PAGE TEXT:
When I was at USC I roomed in a dorm with a Syrian immigrant, Karim Mohammed Moudarres. He carried the dictionary with him at all times, I guess because he was still learning English. I would come home from class at nights and he'd be sitting there in the kitchenette, slurping down ramen with the dictionary open on the table. I made fun of him doing this for a while, until I realized how dumb I was, and I've been reading the dictionary myself ever since.

I read Webster's. I read it because Noah Webster was a great American who dedicated his life to defining simply everything, and then arranged it all alphabetically. This was no small feat! Before his dictionary was published in 1828, American spelling and grammar was chaotic nonsense. Today we read old manuscripts in museums and think, What morons -they couldn't even spell! It's a wonder those illiterate founders ever pulled it together to build a nation! But the truth is: there was no "correct" spelling back then. You'd sit down to write a letter and just spell it all out the way it sounded. A world with no proper spelling! Think abowt it!

So Noah Webster set out to change all that, and become the bane of schoolchildren, forevermore. Interestingly, Webster's passion for spelling, grammar, and definition reached profound cultural and political heights. Having attended Yale during the revolution, (and serving, at the same time, in the Connecticut Militia) he was a sincere and dedicated patriotic American -one of the first. His work that culminated in The American Dictionary of the English Language was explicitly nationalistic, in that he felt that the American language should be distinct from England, as a form of cultural independence. So he took it upon himself to re-spell words like colour, theatre, plough, musick, centre, favour, honour, programme, traveller, and defence, -and the English have belittled us about it ever since. (Some re-spellings did not catch on, however. He had changed tongue to "tung" and women to "wimmen". Unfortunate losses to language, the both of them.)

Webster spent most of his life on his dictionary, mulling every last word of Shakespeare and the Bible, and in the process learning 26 languages (including Greek, Latin, Hebrew, French, German, Danish, Anglo-Saxon, Welsh, Old Irish, Persian, and seven Asiatic and Assyrian-based languages) and finally compiling over 70,000 entries -many of which he made up himself, and a full 12,000 of these words had never been published in any word compendium before. There were distinctly American things in it, too, like "skunk", "hickory", "squash", and, thankfully, "chowder". He consulted every book in every library in America, and when those were exhausted he went to Europe to look through old lists of words, and explanations of foreign plants, creatures, places, everything. Imagine the scope of a project like that, with no phones, no Internet, no fast transportation or postal system, and no ballpoint pens. In the dark (well, candlelight.)

And then, in January of 1825, Webster wrote,

When I had come to the last word, I was seized with a trembling which made it somewhat difficult to hold my pen steady for writing. The cause seems to have been the thought that I might not then live to finish the work, or the thought that I was so near the end of my labors. But I summoned strength to finish the last word, and then walking about the room a few minutes I recovered.
I couldn't find what word that turned out to be, ("zygote"? "zymurgy" Perhaps it didn't begin with z at all,) but I know the feeling.

His life's work was not without its supporters. Benjamin Franklin liked Webster's ideas about an American dictionary, and wrote:
Our Ideas are so nearly similar, that I make no doubt of our easily agreeing on the plan, and you may depend on the best support I may be able to give it as part of your institute.

GIVEN MATERIAL:
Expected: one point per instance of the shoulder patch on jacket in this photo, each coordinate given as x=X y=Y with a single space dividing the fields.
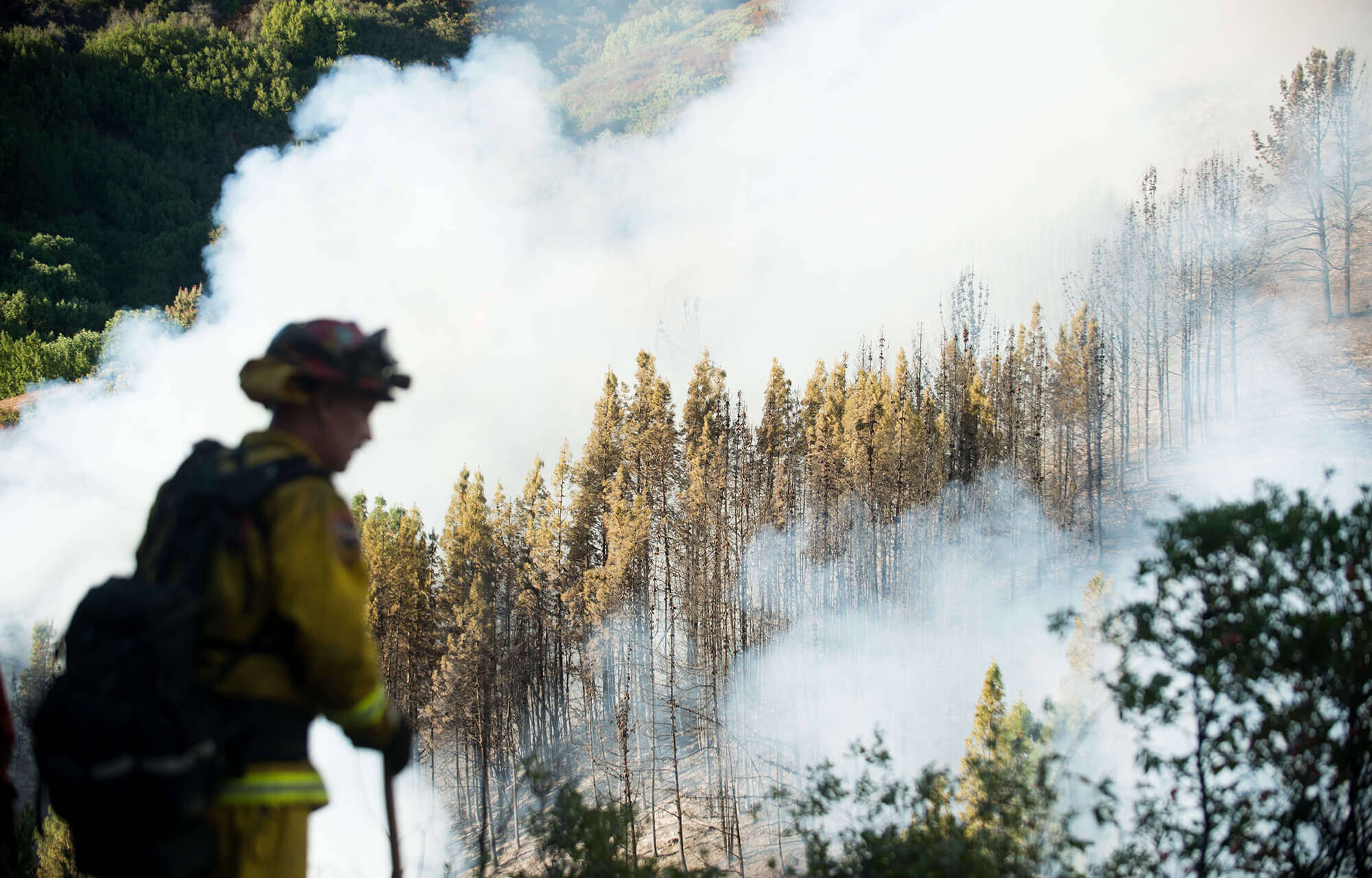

TASK LIST:
(A) Reproduce word for word the passage of the Noah Webster essay from "And then, in" to "of your institute.".
(B) Based on the Noah Webster essay, decide whether each statement is true. Answer yes or no for each and quote the words from the essay that settle it. (i) Webster's dictionary was published in 1828. (ii) Webster served in the Connecticut Militia while he attended Yale. (iii) Webster's dictionary held fewer than 50,000 entries.
(C) Translate this sentence from the Noah Webster essay into Spanish: "So Noah Webster set out to change all that, and become the bane of schoolchildren, forevermore."

ANSWERS FOR THE TASKS:
(A)
And then, in January of 1825, Webster wrote,

When I had come to the last word, I was seized with a trembling which made it somewhat difficult to hold my pen steady for writing. The cause seems to have been the thought that I might not then live to finish the work, or the thought that I was so near the end of my labors. But I summoned strength to finish the last word, and then walking about the room a few minutes I recovered.
I couldn't find what word that turned out to be, ("zygote"? "zymurgy" Perhaps it didn't begin with z at all,) but I know the feeling.

His life's work was not without its supporters. Benjamin Franklin liked Webster's ideas about an American dictionary, and wrote:
Our Ideas are so nearly similar, that I make no doubt of our easily agreeing on the plan, and you may depend on the best support I may be able to give it as part of your institute.

(B)
(i) Yes: "Before his dictionary was published in 1828"
(ii) Yes: "Having attended Yale during the revolution, (and serving, at the same time, in the Connecticut Militia)"
(iii) No: "finally compiling over 70,000 entries"

(C) Así que Noah Webster se propuso cambiar todo eso y convertirse en la pesadilla de los escolares para siempre.